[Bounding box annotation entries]
=======

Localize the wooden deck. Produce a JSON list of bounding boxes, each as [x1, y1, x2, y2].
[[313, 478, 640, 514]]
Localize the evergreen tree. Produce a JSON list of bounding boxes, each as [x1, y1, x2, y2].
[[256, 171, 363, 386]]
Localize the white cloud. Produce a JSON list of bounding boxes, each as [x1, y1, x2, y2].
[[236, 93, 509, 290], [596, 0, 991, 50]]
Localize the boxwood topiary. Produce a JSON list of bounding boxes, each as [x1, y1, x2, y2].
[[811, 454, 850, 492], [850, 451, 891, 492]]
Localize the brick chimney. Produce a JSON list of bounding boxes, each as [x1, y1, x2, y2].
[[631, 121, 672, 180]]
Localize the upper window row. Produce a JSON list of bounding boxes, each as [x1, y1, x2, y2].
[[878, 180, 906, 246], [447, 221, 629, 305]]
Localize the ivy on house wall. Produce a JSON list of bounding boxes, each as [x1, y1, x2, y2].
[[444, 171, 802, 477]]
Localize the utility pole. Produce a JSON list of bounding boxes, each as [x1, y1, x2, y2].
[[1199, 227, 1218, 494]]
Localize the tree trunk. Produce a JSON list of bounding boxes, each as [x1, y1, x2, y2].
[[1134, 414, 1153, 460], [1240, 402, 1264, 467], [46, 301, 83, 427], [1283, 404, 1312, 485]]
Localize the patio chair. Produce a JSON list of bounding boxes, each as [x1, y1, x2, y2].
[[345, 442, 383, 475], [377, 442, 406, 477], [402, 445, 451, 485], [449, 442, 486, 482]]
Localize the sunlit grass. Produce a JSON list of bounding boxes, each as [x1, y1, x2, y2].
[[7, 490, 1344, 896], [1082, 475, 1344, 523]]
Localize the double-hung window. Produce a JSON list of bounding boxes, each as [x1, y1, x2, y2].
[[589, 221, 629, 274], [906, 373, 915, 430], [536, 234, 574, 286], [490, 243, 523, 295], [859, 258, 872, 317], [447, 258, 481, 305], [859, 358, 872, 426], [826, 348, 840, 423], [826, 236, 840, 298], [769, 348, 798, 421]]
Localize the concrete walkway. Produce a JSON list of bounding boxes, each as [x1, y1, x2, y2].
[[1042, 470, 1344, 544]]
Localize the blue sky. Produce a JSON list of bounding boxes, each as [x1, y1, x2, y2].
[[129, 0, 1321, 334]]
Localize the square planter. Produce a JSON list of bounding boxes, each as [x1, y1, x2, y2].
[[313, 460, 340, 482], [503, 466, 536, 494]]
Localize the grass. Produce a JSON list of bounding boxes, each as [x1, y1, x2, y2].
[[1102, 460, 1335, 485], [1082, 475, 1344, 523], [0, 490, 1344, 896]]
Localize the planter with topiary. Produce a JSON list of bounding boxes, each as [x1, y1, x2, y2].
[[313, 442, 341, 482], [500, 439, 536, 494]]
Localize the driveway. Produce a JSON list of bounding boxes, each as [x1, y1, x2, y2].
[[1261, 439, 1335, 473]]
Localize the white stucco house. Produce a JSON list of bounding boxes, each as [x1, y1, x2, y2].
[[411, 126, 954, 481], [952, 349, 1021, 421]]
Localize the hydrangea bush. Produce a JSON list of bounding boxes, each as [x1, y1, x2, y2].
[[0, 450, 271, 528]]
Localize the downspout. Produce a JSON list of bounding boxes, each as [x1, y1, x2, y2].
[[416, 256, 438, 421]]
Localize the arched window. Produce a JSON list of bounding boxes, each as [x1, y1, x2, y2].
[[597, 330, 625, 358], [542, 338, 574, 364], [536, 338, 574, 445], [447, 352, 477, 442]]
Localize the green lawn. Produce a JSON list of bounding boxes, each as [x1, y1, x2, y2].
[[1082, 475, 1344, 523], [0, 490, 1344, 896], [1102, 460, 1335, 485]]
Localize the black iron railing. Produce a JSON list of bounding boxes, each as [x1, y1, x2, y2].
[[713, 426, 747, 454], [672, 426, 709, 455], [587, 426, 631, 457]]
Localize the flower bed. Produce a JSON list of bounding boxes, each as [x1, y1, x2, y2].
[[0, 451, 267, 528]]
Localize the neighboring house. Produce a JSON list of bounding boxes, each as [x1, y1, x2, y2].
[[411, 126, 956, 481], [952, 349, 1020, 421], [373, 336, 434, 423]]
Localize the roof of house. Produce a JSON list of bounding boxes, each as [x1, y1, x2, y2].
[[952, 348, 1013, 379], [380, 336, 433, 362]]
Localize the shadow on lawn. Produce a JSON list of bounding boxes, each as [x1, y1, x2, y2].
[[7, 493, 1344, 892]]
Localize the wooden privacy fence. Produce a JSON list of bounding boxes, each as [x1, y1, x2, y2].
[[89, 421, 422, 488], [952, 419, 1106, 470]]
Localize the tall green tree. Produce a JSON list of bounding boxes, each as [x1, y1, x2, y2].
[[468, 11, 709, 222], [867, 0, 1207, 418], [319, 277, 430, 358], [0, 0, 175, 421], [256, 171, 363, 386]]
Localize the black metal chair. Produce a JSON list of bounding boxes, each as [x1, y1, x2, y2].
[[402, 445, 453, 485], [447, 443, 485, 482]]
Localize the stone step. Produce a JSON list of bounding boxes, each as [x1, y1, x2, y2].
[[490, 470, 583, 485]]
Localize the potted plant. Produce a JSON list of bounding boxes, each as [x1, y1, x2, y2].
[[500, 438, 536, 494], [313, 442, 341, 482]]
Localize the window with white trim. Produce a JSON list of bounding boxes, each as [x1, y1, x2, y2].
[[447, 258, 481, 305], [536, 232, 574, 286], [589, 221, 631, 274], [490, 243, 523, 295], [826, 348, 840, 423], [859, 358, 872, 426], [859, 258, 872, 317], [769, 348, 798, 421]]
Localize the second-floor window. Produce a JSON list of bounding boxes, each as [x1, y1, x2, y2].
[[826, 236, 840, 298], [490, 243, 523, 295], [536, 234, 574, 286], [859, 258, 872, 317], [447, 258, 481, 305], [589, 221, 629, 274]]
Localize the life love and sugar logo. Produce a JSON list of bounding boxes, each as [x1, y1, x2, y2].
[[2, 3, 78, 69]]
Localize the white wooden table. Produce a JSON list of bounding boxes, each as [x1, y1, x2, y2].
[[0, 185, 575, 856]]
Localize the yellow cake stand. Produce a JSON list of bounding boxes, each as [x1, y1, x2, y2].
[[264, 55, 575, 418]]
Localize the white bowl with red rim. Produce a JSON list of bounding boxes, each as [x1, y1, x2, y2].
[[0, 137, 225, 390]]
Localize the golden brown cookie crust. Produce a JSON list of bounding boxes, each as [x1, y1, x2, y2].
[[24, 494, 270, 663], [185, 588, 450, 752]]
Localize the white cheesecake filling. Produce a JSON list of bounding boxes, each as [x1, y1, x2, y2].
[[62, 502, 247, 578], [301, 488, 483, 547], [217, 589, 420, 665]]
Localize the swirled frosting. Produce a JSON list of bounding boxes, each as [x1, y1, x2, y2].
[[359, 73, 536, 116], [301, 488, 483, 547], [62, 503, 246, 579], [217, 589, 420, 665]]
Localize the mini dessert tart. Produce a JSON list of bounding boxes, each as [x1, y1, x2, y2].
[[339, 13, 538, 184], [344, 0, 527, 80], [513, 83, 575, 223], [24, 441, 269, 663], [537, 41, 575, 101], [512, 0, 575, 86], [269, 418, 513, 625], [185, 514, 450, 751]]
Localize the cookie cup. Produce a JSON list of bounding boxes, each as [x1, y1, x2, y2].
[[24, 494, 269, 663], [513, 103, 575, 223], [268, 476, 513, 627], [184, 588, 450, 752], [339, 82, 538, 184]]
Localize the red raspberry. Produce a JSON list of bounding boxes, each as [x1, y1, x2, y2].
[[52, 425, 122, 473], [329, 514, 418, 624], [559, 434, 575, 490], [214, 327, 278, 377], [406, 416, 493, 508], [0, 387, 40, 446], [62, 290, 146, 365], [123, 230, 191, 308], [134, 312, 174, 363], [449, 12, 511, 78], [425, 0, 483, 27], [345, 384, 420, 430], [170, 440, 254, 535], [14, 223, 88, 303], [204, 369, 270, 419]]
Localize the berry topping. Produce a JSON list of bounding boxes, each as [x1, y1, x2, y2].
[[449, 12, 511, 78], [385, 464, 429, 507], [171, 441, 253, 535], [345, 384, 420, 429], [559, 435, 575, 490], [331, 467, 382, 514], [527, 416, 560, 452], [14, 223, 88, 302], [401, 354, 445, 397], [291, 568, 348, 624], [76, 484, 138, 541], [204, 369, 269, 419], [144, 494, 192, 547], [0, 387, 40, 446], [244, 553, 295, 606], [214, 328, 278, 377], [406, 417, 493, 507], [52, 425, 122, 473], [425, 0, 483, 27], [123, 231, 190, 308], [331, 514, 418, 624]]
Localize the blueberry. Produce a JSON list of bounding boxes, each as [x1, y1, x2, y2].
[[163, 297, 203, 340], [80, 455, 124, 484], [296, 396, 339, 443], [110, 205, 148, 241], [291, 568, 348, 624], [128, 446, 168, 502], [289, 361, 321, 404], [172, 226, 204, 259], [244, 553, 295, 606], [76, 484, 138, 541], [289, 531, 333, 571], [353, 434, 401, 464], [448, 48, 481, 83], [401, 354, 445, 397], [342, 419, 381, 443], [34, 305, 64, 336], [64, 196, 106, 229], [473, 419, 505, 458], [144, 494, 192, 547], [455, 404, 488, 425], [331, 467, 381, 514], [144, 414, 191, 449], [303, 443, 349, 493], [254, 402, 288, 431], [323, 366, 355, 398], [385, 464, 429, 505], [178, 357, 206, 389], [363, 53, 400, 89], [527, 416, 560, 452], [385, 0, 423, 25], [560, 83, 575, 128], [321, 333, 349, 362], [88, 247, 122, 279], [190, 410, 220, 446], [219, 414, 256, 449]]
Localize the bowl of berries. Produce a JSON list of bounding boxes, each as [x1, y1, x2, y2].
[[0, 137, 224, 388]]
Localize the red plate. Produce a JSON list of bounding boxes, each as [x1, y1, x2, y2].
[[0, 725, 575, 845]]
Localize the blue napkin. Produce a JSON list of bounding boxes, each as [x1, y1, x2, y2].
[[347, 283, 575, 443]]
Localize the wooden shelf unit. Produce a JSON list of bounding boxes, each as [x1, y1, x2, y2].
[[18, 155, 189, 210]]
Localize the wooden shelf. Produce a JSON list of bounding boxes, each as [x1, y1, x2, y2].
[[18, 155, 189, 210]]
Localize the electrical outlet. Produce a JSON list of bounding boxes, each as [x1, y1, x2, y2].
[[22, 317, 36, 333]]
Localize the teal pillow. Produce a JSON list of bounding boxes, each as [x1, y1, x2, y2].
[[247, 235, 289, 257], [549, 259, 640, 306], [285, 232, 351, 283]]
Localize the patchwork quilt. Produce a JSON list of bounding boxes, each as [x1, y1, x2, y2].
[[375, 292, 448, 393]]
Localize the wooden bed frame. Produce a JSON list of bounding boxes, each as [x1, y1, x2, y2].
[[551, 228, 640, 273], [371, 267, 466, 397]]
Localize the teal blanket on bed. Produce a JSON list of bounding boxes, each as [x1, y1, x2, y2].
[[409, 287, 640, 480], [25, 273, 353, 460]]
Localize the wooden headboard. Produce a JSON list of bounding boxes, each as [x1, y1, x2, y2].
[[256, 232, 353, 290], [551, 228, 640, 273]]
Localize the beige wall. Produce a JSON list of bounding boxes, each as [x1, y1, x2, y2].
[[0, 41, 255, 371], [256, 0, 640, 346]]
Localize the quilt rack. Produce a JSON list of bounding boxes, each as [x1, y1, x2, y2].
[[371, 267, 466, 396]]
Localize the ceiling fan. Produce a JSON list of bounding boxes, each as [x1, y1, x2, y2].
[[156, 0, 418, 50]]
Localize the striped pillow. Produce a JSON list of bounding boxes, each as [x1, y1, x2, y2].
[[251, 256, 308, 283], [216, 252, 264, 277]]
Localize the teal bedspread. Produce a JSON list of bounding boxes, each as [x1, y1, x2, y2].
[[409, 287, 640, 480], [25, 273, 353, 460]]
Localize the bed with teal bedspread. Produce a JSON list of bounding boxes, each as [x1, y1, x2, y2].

=======

TASK TO COMPLETE: Print the items above verbatim, beginning with the line containing "Localize the green" and continuing through the line containing "460, 1335, 485]]".

RESPONSE:
Localize the green lawn. Produce a JSON list of bounding boxes, each as [x1, y1, x2, y2].
[[1082, 475, 1344, 523], [0, 490, 1344, 896], [1102, 460, 1335, 485]]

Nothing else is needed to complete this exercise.